## What the task asks:
Convert the lines starting at the beginning of the records and going on through the line containing "box: [284, 326, 600, 399]", both ends included, into a JSON list of strings with one string per line. Omit blank lines, leave the pictures out, and include no other lines.

Records drawn from a data source:
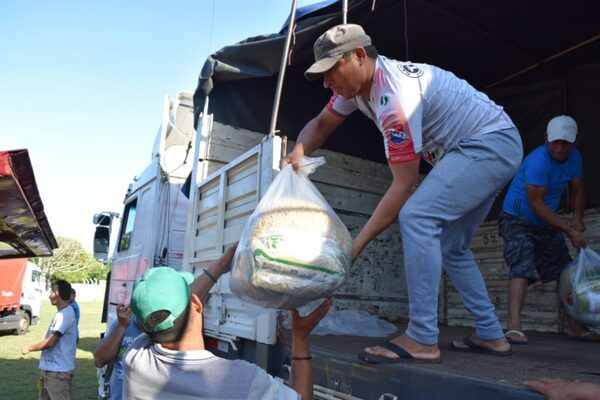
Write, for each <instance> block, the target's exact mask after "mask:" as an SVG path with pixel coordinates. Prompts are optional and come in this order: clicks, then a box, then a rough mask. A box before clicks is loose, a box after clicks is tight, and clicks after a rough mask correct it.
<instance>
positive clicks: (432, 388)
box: [284, 326, 600, 399]
mask: <svg viewBox="0 0 600 400" xmlns="http://www.w3.org/2000/svg"><path fill="white" fill-rule="evenodd" d="M398 328H399V329H400V332H402V331H404V329H405V327H404V326H398ZM472 332H473V330H472V329H470V328H453V327H452V328H451V327H441V328H440V347H441V351H442V362H441V363H439V364H410V363H400V364H386V365H382V364H367V363H365V362H363V361H361V360H359V359H358V357H357V354H358V353H359V352H360V351H361V350H362V349H363V348H364V347H366V346H371V345H375V344H377V343H381V342H384V341H385V340H386V339H385V338H363V337H356V336H332V335H328V336H312V337H311V347H312V353H313V360H314V368H315V371H314V376H315V384H317V385H319V386H323V387H327V388H330V389H334V390H336V391H337V392H341V393H345V394H349V395H352V396H354V397H353V398H360V399H379V398H381V396H382V395H383V394H385V393H388V394H392V395H395V396H397V398H398V399H543V398H545V397H544V396H542V395H540V394H537V393H534V392H532V391H529V390H528V389H526V388H525V386H524V385H523V383H522V382H523V381H525V380H528V379H534V378H538V377H552V378H561V379H565V380H580V381H588V382H595V383H598V384H600V343H589V342H581V341H575V340H569V339H568V338H567V337H566V336H565V335H559V334H554V333H530V334H529V335H528V337H529V344H527V345H513V355H512V356H510V357H498V356H491V355H483V354H465V353H461V352H457V351H454V350H452V349H451V348H450V342H451V341H452V340H454V339H460V338H463V337H465V336H467V335H468V334H470V333H472ZM284 337H285V340H286V343H287V344H288V345H289V343H290V341H291V340H290V339H291V335H290V332H289V331H284ZM392 337H393V336H392ZM374 382H376V383H377V384H376V385H373V383H374ZM373 387H377V388H378V390H377V392H376V393H373V392H372V391H373V389H372V388H373ZM384 398H386V399H393V398H394V397H384Z"/></svg>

## Answer to the exercise:
[
  "Write, for each <instance> block, the target's exact mask after \"mask:\" as an SVG path with pixel coordinates. Prompts are optional and come in this order: clicks, then a box, then a rough mask. A box before clicks is loose, a box after clicks is tight, and clicks after a rough mask correct it.",
  "<instance>",
  "positive clicks: (432, 388)",
  "box: [284, 326, 600, 399]"
]